● Exercise requirements
Return the data below in full, exactly as it stands.

[Point-per-instance localization data]

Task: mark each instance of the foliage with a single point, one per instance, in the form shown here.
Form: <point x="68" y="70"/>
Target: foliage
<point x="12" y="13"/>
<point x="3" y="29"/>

● Answer below
Task: mark each instance of the foliage with a single point, one per instance, in the form shown here.
Form: <point x="68" y="70"/>
Target: foliage
<point x="12" y="13"/>
<point x="3" y="29"/>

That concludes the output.